WORK TO COMPLETE → Pick out each line of the listing below that contains the word "head", and copy those lines in full.

## Begin

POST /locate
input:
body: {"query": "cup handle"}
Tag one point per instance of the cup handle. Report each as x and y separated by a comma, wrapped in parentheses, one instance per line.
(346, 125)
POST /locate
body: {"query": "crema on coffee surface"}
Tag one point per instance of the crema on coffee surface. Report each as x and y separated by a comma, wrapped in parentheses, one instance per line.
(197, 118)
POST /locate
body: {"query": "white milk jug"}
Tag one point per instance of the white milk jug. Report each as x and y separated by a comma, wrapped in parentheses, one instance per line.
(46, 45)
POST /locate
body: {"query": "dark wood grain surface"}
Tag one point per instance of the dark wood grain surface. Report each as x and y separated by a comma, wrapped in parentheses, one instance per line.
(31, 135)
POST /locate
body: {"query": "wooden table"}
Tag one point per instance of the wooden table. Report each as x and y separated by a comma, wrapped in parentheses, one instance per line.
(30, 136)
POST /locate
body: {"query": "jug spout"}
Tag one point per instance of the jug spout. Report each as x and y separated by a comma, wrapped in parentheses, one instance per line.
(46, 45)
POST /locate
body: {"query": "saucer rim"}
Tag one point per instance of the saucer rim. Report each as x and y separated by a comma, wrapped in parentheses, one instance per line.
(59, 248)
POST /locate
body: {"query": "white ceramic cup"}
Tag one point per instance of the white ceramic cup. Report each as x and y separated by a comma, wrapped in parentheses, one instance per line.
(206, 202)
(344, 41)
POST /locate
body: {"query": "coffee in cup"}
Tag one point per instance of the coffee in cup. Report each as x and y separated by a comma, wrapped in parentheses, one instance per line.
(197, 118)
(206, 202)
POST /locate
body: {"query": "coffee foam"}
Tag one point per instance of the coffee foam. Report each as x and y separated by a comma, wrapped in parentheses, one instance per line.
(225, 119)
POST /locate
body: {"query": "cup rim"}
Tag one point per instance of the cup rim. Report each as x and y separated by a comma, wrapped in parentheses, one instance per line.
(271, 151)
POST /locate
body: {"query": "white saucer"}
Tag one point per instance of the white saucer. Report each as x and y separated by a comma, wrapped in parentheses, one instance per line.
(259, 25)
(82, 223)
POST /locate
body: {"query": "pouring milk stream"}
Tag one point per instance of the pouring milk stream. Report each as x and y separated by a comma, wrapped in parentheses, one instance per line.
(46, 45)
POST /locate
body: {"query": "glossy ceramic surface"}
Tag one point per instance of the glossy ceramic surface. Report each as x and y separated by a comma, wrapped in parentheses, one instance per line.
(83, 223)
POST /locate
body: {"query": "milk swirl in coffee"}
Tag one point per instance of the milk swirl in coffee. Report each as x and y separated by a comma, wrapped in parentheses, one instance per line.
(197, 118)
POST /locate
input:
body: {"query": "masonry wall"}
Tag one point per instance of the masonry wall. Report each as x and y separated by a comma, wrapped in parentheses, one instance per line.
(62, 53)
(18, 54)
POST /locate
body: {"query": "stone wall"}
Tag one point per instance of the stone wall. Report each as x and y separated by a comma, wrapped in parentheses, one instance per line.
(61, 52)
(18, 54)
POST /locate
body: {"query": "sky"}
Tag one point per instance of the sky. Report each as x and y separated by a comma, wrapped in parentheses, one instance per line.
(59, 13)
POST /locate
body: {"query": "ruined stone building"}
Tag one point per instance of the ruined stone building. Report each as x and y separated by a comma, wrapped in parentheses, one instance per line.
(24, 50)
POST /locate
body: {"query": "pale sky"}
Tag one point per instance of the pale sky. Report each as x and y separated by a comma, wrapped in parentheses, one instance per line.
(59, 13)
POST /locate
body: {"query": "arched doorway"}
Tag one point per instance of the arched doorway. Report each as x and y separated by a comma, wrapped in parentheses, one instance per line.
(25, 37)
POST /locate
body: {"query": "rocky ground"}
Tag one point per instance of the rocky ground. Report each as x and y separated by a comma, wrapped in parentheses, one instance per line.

## End
## Begin

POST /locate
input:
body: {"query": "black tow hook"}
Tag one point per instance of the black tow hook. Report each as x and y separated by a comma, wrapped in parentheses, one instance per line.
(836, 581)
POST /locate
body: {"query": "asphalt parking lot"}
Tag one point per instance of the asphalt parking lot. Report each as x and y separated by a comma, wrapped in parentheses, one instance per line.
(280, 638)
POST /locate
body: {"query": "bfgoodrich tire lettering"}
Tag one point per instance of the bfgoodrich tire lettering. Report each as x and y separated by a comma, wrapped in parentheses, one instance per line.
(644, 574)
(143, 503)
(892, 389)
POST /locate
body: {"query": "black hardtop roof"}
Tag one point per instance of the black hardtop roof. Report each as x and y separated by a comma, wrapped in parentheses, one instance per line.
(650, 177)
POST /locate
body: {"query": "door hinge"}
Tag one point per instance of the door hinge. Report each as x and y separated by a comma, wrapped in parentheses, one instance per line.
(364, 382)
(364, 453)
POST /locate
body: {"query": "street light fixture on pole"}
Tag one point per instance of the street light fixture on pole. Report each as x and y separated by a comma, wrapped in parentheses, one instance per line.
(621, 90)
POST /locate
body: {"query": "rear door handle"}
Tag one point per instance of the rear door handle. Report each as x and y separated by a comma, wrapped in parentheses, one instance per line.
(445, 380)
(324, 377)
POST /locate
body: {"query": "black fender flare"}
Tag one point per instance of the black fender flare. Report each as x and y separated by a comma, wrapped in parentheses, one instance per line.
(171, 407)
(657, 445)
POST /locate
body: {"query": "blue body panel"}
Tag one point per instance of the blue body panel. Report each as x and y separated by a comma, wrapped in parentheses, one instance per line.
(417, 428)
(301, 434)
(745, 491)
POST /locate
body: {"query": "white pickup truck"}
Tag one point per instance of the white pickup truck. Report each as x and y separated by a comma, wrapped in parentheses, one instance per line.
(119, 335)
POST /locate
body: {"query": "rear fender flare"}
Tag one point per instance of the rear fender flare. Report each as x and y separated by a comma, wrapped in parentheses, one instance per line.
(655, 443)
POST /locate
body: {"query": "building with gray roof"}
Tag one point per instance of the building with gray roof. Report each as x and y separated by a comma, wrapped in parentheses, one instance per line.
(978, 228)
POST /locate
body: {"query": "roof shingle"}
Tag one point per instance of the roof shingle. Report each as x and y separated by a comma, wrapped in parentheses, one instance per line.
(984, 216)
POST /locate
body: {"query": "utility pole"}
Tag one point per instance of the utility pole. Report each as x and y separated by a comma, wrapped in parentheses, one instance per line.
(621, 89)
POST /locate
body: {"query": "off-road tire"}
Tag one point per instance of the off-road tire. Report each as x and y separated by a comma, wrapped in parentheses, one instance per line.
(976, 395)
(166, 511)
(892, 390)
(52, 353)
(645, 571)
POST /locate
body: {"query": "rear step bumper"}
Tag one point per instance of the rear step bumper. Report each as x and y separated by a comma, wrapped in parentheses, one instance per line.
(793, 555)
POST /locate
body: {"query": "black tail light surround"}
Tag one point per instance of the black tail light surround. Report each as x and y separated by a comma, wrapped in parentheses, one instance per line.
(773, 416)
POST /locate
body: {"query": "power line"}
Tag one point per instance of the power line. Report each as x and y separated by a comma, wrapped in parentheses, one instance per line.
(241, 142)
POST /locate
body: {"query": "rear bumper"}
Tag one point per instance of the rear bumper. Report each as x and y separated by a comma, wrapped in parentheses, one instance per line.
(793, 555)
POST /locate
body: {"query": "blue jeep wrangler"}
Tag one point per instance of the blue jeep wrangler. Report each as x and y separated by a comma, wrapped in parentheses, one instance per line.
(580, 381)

## End
## Begin

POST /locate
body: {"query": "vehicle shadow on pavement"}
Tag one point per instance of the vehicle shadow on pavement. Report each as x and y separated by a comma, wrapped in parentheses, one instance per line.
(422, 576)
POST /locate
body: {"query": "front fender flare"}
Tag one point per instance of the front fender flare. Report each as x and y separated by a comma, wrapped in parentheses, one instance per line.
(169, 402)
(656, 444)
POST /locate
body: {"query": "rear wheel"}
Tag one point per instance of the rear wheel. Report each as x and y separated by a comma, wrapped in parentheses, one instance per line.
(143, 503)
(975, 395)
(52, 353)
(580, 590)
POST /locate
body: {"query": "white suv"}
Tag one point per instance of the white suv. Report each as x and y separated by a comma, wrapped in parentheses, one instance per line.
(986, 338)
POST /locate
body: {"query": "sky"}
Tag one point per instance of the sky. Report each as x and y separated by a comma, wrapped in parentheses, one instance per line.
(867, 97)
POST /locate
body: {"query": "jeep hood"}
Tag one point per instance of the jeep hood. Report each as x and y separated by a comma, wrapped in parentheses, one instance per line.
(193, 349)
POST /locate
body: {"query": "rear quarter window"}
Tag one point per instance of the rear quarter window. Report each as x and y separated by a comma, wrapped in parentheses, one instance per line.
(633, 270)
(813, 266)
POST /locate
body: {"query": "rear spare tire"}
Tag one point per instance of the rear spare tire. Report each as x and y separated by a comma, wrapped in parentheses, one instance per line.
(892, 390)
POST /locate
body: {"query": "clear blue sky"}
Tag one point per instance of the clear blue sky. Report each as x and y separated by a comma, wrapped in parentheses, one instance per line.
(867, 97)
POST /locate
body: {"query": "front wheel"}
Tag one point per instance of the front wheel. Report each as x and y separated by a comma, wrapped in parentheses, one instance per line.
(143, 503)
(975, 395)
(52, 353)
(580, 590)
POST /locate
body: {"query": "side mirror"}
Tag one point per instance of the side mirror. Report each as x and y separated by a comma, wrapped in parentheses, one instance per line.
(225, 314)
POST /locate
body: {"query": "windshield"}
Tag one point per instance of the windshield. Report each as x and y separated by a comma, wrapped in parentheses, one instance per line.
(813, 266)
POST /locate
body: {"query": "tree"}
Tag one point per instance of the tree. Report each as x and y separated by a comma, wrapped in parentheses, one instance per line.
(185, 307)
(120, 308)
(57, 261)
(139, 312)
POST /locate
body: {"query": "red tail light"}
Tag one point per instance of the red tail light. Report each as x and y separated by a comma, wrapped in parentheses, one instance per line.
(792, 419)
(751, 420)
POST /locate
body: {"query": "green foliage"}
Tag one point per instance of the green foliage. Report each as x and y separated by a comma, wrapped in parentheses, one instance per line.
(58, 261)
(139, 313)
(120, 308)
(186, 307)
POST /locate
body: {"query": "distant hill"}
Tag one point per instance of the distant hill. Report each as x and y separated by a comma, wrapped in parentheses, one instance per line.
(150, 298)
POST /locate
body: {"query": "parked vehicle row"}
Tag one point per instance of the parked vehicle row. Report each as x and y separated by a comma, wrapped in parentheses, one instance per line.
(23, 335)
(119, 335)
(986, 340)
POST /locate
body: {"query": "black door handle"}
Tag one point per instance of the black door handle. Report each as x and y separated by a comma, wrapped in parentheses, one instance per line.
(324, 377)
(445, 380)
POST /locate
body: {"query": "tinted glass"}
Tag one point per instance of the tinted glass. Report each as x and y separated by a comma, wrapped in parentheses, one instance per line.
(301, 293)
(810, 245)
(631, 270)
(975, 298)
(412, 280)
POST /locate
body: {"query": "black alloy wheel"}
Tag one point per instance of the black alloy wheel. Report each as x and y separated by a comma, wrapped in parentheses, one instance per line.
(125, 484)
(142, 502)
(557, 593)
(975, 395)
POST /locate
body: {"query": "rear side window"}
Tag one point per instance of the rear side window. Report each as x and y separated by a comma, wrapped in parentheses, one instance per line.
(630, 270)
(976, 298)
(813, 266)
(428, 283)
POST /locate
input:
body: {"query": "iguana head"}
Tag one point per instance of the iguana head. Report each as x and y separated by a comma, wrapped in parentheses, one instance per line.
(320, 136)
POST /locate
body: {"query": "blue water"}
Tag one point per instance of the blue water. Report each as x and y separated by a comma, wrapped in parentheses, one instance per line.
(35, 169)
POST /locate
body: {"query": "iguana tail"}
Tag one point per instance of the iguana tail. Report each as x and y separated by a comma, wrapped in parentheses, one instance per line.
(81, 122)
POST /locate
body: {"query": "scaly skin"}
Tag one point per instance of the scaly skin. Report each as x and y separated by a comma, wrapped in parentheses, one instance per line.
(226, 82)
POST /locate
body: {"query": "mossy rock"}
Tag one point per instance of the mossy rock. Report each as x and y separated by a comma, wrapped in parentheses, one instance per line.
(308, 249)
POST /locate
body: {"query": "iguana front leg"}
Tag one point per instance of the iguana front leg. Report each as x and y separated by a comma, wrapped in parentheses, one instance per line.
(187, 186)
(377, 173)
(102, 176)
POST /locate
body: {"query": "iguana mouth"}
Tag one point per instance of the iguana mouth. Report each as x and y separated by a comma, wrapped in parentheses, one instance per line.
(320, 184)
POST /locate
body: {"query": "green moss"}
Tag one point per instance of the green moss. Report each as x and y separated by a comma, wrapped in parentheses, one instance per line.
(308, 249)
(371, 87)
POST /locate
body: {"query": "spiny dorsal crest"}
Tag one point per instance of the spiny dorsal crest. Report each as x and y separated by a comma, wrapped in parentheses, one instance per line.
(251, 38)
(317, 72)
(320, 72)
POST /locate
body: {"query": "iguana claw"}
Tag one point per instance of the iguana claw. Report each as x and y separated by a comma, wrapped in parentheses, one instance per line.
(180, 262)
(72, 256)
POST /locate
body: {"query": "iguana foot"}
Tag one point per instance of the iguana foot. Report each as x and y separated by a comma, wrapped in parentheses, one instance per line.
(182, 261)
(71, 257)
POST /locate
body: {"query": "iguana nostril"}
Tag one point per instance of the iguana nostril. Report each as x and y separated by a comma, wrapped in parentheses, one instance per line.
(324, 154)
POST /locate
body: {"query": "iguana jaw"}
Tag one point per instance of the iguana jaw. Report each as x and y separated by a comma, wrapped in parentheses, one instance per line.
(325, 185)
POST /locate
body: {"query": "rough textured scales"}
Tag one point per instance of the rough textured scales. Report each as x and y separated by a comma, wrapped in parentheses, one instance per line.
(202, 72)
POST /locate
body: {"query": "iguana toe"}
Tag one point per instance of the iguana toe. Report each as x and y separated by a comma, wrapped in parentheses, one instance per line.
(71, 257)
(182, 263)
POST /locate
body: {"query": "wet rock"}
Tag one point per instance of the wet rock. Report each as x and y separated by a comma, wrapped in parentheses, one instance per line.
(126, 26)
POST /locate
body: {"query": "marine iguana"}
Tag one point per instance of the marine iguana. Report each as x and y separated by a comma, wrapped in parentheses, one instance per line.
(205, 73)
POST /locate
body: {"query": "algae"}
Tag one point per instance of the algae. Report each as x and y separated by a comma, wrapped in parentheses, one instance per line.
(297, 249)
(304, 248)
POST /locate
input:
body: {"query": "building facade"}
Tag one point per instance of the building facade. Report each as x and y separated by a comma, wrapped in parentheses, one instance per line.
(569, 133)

## End

RIGHT ANSWER →
body: {"query": "iguana head"}
Tag one point per instance of the iguana head. Report each as x and y separated by a comma, wrapped in parentheses, one instance per line.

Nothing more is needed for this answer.